▸ Task directions
Return, without alteration, the lines of the material from the line containing "Each <instance> block" through the line containing "positive clicks: (365, 308)", including both of those lines.

:::::

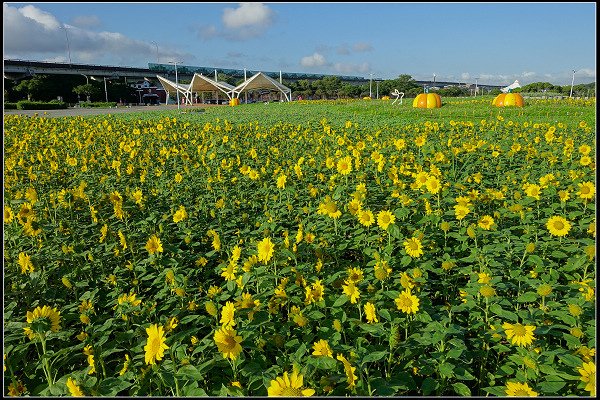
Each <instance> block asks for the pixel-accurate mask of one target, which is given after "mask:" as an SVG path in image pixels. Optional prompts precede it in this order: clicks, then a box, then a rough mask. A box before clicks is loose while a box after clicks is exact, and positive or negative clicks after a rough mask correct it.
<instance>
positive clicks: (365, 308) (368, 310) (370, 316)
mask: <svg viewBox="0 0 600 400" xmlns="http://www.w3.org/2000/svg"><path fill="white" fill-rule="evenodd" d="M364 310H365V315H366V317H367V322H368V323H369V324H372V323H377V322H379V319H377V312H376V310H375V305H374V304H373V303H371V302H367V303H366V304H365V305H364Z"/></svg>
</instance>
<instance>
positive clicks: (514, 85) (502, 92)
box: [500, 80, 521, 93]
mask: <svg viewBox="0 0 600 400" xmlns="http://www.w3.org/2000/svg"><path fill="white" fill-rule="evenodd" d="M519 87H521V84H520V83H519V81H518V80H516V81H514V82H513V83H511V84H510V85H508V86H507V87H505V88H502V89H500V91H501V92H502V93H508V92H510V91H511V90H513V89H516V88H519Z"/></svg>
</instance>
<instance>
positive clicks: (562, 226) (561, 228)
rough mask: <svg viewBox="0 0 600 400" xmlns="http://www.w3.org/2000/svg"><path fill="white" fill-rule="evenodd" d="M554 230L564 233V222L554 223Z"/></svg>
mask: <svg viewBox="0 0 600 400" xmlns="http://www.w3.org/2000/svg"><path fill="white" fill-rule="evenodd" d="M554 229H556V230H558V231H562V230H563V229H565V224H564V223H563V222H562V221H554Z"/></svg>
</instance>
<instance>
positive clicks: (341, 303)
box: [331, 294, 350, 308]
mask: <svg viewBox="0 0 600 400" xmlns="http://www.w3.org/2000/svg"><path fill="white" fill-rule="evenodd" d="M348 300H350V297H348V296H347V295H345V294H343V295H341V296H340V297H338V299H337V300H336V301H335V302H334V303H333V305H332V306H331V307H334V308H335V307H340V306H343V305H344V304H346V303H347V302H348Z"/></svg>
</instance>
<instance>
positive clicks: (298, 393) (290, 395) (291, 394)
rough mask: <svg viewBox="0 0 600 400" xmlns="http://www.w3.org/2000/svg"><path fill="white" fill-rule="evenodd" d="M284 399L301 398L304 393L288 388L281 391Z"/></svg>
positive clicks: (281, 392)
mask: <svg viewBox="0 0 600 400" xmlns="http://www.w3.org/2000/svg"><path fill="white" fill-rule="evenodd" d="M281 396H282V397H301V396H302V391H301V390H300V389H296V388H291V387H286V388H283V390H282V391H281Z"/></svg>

:::::

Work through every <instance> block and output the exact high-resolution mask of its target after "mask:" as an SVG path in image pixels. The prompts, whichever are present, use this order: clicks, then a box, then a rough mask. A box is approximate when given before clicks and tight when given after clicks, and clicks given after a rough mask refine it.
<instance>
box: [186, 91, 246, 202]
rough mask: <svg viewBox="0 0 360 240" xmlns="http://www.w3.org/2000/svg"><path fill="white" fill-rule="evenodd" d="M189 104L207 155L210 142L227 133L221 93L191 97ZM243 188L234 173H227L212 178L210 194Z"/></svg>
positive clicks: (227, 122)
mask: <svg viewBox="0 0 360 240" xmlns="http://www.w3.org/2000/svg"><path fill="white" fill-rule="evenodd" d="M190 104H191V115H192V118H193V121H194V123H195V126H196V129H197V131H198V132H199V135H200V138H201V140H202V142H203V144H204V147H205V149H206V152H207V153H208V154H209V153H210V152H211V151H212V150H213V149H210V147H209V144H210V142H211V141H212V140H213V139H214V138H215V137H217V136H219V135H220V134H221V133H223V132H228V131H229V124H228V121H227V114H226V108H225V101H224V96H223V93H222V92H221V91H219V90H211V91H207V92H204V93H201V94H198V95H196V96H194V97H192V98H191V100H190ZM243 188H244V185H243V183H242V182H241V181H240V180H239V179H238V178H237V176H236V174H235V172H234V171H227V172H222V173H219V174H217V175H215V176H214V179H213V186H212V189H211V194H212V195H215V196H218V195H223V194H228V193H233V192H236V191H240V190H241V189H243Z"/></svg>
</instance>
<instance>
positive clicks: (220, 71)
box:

:::::

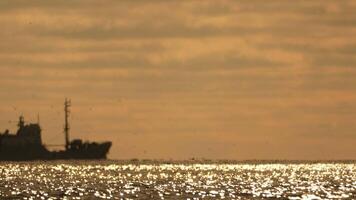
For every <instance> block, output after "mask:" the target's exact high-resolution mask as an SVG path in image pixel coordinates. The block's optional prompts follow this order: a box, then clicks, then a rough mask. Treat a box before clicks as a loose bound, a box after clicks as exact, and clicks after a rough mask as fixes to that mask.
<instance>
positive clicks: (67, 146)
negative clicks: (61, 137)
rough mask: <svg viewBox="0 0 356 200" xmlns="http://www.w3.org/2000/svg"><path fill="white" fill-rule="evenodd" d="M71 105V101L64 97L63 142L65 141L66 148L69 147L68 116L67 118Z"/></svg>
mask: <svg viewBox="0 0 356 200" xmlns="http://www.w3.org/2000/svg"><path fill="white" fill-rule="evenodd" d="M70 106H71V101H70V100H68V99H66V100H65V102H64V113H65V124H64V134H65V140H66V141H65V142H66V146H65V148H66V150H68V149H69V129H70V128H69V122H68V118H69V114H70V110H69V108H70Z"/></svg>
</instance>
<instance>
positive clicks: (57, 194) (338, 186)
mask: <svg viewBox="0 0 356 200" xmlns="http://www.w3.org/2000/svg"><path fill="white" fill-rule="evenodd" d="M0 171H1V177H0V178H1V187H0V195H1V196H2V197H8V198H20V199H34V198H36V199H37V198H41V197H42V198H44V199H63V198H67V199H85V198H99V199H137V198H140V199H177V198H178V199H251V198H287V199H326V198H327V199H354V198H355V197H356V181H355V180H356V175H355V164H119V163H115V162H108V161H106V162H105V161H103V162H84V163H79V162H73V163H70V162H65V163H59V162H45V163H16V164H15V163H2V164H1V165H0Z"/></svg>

:::::

▸ Response below
Each <instance> block asks for the pixel-accurate mask of one target, which is given after "mask:" as an SVG path in image pixels. Optional prompts precede it in this order: clicks, then a box, then a rough mask. A box before clicks is loose while a box after clicks is exact, and positive or negative clicks after a rough mask correct it.
<instance>
positive clicks: (365, 308) (368, 310) (370, 316)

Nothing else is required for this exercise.